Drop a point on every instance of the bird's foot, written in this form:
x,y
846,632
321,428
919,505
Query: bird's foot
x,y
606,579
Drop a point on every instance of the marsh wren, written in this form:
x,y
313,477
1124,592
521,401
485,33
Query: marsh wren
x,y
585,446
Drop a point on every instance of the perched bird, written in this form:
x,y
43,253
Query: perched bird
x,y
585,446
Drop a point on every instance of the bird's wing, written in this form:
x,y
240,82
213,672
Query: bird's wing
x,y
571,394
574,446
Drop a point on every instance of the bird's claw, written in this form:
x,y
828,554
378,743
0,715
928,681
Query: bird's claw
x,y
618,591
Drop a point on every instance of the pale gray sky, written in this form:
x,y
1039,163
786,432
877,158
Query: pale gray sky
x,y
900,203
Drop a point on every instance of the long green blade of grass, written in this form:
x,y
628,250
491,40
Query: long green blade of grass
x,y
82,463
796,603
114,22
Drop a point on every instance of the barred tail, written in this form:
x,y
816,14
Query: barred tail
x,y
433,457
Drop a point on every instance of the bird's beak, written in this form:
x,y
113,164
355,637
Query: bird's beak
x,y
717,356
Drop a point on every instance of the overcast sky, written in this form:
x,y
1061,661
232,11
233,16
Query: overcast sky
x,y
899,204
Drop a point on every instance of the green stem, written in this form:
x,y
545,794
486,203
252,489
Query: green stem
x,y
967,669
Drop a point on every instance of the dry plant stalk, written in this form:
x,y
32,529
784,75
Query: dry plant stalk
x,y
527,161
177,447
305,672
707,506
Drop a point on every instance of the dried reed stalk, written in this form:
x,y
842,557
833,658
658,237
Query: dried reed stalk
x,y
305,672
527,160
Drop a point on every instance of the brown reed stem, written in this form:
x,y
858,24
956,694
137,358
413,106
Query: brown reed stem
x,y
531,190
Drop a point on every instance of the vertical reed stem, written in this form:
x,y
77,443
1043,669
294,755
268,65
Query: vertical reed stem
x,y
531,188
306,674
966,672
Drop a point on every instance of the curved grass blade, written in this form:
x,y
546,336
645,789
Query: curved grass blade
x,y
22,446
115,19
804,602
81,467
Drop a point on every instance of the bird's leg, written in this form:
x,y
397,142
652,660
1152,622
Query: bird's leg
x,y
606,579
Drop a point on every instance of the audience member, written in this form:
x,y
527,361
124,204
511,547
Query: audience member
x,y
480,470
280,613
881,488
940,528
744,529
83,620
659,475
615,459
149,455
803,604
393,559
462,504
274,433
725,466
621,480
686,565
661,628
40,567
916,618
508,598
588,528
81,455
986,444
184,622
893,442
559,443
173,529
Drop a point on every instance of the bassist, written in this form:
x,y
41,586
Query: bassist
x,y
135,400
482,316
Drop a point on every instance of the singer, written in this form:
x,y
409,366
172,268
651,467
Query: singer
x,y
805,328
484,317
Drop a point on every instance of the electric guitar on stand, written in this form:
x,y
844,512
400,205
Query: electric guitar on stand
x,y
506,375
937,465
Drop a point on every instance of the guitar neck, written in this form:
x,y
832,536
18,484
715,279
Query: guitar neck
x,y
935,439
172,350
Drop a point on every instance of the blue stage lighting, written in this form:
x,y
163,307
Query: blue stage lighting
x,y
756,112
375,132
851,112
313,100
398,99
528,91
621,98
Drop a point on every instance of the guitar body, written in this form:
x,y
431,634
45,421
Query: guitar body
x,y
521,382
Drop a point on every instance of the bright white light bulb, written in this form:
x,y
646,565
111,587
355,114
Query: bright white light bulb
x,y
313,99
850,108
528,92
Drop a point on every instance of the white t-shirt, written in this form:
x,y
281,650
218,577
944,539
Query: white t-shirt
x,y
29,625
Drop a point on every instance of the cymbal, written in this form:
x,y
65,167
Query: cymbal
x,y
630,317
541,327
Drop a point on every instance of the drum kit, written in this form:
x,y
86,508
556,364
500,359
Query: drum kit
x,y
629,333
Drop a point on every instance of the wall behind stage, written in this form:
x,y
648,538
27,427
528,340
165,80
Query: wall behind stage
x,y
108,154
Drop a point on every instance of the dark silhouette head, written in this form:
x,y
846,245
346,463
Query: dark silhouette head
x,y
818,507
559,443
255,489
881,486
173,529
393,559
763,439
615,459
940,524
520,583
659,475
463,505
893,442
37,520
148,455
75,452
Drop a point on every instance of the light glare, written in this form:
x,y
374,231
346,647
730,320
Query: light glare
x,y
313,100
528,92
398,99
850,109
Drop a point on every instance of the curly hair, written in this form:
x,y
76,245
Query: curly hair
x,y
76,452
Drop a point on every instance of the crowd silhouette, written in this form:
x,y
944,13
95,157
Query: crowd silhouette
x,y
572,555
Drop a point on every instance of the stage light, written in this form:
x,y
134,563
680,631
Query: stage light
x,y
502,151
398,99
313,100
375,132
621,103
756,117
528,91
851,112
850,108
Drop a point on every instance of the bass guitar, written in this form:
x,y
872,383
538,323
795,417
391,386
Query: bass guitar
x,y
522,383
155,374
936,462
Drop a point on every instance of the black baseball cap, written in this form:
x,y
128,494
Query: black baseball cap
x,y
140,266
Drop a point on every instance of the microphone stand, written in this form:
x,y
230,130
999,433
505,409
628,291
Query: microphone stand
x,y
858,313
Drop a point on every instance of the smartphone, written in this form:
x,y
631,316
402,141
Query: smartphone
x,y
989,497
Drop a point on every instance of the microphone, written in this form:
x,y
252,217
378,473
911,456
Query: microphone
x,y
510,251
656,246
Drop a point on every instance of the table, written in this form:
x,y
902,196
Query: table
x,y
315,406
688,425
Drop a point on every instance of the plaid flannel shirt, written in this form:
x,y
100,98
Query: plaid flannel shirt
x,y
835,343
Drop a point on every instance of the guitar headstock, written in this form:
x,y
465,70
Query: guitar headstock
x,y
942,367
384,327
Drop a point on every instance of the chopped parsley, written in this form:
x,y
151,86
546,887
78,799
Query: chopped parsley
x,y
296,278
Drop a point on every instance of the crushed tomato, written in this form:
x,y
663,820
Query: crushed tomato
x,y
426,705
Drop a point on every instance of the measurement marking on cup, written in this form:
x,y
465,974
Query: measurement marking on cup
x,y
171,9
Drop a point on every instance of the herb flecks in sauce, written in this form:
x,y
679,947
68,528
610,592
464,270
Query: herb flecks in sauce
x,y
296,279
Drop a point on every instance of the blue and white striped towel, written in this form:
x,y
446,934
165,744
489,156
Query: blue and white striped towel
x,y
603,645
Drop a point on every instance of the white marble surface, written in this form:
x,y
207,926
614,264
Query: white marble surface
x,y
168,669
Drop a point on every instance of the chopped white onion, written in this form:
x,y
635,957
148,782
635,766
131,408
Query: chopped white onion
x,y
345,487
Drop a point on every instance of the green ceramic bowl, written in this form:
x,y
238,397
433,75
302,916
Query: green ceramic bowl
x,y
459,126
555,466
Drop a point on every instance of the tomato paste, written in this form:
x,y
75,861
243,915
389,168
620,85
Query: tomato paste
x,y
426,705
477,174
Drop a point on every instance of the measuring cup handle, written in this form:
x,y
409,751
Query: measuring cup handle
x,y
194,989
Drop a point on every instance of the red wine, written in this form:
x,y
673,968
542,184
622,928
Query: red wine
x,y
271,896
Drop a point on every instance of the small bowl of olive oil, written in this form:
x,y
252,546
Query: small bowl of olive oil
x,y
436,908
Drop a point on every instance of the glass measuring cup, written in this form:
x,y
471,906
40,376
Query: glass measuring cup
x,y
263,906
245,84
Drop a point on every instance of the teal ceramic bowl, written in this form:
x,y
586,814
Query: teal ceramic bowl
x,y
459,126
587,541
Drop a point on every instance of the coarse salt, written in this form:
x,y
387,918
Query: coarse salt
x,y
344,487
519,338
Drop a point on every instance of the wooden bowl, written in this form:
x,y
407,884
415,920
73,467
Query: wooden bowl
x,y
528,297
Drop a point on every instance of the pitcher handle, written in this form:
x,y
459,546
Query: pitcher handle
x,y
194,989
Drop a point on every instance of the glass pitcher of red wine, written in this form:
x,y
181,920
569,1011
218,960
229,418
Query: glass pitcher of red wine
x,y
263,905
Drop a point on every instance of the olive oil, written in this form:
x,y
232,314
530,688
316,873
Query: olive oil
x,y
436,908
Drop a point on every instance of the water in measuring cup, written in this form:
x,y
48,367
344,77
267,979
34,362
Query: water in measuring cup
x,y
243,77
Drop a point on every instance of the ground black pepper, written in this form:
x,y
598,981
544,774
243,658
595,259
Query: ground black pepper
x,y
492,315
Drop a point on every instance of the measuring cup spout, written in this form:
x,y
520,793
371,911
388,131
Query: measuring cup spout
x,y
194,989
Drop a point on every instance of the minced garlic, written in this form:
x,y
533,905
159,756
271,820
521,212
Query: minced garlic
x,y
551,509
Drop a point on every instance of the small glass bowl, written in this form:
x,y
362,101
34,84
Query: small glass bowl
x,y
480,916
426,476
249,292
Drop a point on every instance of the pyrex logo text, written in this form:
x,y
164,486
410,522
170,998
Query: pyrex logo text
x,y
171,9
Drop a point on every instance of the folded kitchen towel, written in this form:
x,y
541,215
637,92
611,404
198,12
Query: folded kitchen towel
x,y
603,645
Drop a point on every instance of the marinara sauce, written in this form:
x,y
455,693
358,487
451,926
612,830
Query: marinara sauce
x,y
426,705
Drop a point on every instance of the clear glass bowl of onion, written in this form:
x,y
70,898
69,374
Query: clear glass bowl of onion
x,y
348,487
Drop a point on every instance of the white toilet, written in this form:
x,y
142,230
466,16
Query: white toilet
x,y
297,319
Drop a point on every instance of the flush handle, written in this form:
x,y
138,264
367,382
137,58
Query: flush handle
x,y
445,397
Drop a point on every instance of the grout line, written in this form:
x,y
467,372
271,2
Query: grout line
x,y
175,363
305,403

• • • • • • •

Task to complete: Reproduce, word for word, only the lines from the one that contains "Drop a point on every instance of the glass pitcher" through the final line.

Response to the task:
Drop a point on every instance of the glass pitcher of red wine, written in this form:
x,y
181,920
569,1011
218,960
229,418
Query: glass pitcher of red wine
x,y
263,905
Drop a point on every instance of the olive oil, written in this form:
x,y
232,314
530,688
316,873
Query: olive oil
x,y
436,908
Drop a point on every instance of the water in measuring cup, written in this form:
x,y
48,367
344,77
267,979
34,362
Query: water in measuring cup
x,y
243,77
Drop a point on every instance of the ground black pepper, written in this form:
x,y
598,981
544,774
243,658
595,259
Query: ground black pepper
x,y
492,315
Drop a point on every instance of the measuring cup spout, written in this form:
x,y
520,793
371,911
388,131
Query: measuring cup spout
x,y
194,989
Drop a point on every instance of the minced garlic, written in this form:
x,y
533,905
159,756
271,820
521,212
Query: minced garlic
x,y
551,509
Drop a point on every instance of the small glass bowl, written in this form:
x,y
362,101
34,84
Query: small glass bowl
x,y
480,916
426,476
249,292
Drop a point on every instance of the pyrex logo text, written in this form:
x,y
164,486
410,522
170,998
Query: pyrex logo text
x,y
171,9
Drop a point on every instance of the folded kitchen towel, written in this form:
x,y
541,215
637,92
611,404
198,12
Query: folded kitchen towel
x,y
603,645
Drop a point on every instance of the marinara sauce, written in this form:
x,y
455,693
358,487
451,926
612,830
Query: marinara sauce
x,y
426,705
Drop a point on every instance of the clear glass bowl of onion, written in this form:
x,y
70,898
69,374
Query: clear glass bowl of onion
x,y
348,487
Drop a point on every instance of the white toilet, written in this form:
x,y
142,230
466,16
Query: white toilet
x,y
297,319
Drop a point on every instance of the flush handle, written in this form:
x,y
138,264
367,382
137,58
Query: flush handle
x,y
445,397
Drop a point on every instance of the grout line, written in this form:
x,y
467,372
271,2
Query: grout line
x,y
175,363
305,403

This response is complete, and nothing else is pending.